**** Selection ****

2021 Call for Code Awards: Live from New York, with SNL’s Colin Jost! Learn more

Monitor your cloud

Observability is a key aspect of providing a service. As envisioned in Mikey Dickerson’s hierarchy of service reliability, monitoring is the pillar upon which all other needs of a service rely on. To provide a reliable service, monitoring must be set up and defined for the service. Specifically, well-thought-out observability that leads to meaningful alerting (pages, slack, email, phone) from meaningful data (measures, metrics).

The challenge is to be able to do this for an ever-evolving deployment of services and infrastructure that necessitate various views of metrics and alerting that are sometimes overlapping, but sometimes are not. The first part involves deploying agents to listen and generate all kinds of data, but the next part is turning that data into something meaningful. The classic problem of separating signal from noise.

IBM Cloud Monitoring provides the data collection and meaningful promotion of data for cloud service observability. Agents gather data as the deployed infrastructure and applications evolve, providing a continual level of observability that is accurate and up to date for your services. Visualization provides the ability to turn all of this data into meaningful observability through pre-defined, focused metrics dashboards for typical needs such as infrastructure, resource usage, and application overviews. In addition, you can use IBM Cloud Monitoring to build application-specific observability by defining the metrics and scopes that are tailored to your desired services.

****

▶ Objective:
Pick up the piece on cloud monitoring after its last sentence and keep writing it. The material that comes next isn't needed.

**** Given information ****

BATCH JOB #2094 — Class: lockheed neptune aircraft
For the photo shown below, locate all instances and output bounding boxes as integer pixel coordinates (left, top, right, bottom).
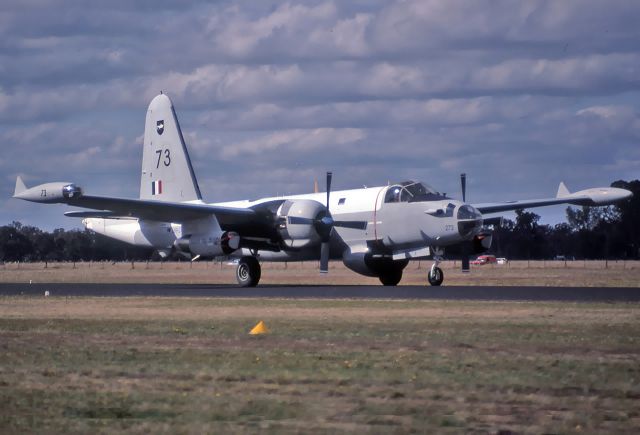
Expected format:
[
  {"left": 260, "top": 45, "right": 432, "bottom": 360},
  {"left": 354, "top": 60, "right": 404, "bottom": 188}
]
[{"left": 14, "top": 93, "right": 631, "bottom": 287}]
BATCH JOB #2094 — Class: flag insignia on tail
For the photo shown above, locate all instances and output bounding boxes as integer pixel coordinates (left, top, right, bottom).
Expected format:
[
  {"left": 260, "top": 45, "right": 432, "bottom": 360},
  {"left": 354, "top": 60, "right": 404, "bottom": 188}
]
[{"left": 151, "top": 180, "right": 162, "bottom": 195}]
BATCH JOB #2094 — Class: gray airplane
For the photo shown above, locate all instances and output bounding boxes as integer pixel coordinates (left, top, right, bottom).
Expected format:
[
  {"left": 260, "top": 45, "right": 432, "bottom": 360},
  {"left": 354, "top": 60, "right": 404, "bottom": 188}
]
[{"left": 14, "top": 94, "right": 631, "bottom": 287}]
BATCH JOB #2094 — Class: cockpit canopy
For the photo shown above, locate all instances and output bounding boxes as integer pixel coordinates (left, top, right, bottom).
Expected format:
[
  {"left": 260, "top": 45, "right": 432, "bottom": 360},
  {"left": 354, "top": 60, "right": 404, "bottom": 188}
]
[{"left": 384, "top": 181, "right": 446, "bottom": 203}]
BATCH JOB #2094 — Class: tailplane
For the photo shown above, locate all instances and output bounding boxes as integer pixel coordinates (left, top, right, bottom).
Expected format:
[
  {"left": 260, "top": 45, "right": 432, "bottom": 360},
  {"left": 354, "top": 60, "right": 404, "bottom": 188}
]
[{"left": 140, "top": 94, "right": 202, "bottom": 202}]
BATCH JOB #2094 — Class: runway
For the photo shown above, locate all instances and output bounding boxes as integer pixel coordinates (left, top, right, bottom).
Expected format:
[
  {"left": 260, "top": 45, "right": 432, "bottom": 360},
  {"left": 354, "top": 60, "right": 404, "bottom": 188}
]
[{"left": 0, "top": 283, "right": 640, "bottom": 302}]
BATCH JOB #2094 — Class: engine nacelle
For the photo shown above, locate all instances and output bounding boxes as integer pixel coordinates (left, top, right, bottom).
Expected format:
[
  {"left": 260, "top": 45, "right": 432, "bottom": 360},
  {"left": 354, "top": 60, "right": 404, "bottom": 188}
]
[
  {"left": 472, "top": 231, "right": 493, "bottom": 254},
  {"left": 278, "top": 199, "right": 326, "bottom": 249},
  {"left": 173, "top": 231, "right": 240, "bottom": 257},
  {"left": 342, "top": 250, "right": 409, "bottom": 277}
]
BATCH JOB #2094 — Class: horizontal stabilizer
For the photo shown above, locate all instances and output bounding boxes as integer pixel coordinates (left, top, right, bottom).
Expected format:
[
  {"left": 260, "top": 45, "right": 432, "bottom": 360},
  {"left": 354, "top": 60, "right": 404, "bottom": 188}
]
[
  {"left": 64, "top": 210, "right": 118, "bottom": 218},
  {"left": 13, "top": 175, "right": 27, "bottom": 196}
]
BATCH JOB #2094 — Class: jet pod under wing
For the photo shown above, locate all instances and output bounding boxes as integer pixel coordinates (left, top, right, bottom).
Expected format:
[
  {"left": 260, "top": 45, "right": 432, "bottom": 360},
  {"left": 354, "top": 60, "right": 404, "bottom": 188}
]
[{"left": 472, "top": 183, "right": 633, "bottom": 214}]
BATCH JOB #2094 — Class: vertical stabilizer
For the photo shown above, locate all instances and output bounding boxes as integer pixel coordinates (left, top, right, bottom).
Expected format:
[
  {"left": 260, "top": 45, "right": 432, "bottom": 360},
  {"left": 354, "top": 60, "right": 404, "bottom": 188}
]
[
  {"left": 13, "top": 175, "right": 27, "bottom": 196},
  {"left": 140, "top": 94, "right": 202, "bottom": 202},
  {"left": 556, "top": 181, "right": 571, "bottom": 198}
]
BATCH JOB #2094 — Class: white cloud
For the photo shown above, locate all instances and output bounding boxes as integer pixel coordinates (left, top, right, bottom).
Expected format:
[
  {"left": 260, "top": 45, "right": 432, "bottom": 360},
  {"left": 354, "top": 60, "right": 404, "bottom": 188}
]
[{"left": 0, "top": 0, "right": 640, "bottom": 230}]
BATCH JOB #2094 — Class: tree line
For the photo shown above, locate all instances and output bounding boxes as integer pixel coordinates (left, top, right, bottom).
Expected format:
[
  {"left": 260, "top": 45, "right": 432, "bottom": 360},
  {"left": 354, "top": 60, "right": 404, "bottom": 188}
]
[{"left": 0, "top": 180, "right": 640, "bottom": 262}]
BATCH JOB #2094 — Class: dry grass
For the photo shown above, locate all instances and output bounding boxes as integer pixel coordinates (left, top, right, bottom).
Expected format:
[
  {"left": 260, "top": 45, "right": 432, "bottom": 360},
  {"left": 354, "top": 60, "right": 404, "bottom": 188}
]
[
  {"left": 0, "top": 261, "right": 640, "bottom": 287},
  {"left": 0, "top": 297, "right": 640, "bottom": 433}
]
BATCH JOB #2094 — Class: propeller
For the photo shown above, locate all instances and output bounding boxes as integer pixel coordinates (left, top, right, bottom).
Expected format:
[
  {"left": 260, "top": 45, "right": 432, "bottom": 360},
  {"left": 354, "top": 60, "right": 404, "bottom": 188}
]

****

▶ Solved exercise:
A key part of observability is being able to alert for awareness when attention is needed for a service. This manifests into an alert (to some notification channel or service) that a value fell outside of a check. You can create several alerts from pre-defined checks and verifications of a service to proactively alert about issues affecting service reliability. IBM Cloud Monitoring also provides the ability to alert for anomalies in an environment based on deviations from observed patterns of operation of the service.

Prerequisites

Estimated time

Completing this tutorial should take you less than 15 minutes.

Steps

Set up observability with IBM Cloud Monitoring

1. Create an IBM Cloud Monitoring instance

Open the IBM Cloud Monitoring service within the IBM Cloud catalog.

Select the geographic region closest to you from the Select a location list.

Within the Configure your resource section, click Enable to receive platform metrics.

Click Create to provision your monitoring instance. The Observability dashboard opens and shows details for your new monitoring instance similar to the following screen capture image:

Screen capture of the Monitoring dashboard

2. Add a monitoring agent to your Kubernetes cluster

On the dashboard, go to your new monitoring instance and click Add sources.

The Monitoring Sources page opens with guidance for adding agents to your monitoring instance. For this tutorial, select the Kubernetes tab, copy the Public Endpoint command, and save it for later use in step 3 after your log into your Kubernetes cluster.

Screen capture of the Monitoring Sources page

Now, go to your Kubernetes clusters list and select your Kubernetes cluster.

Screen capture of the Kubernetes clusters list

On your cluster Overview page, click Actions and select Connect via CLI from the list.

Follow the instructions and custom commands on the Connect via CLI page to connect to your IBM Cloud cluster from your CLI (terminal). The commands and results will look similar to the following example:

$ ibmcloud login -a cloud.ibm.com -r us-south -g default --sso

API endpoint: https://cloud.ibm.com

Get a one-time code from https://identity-2.us-south.iam.cloud.ibm.com/identity/passcode to proceed.
Open the URL in the default browser? [Y/n] > y
One-time code >
Authenticating...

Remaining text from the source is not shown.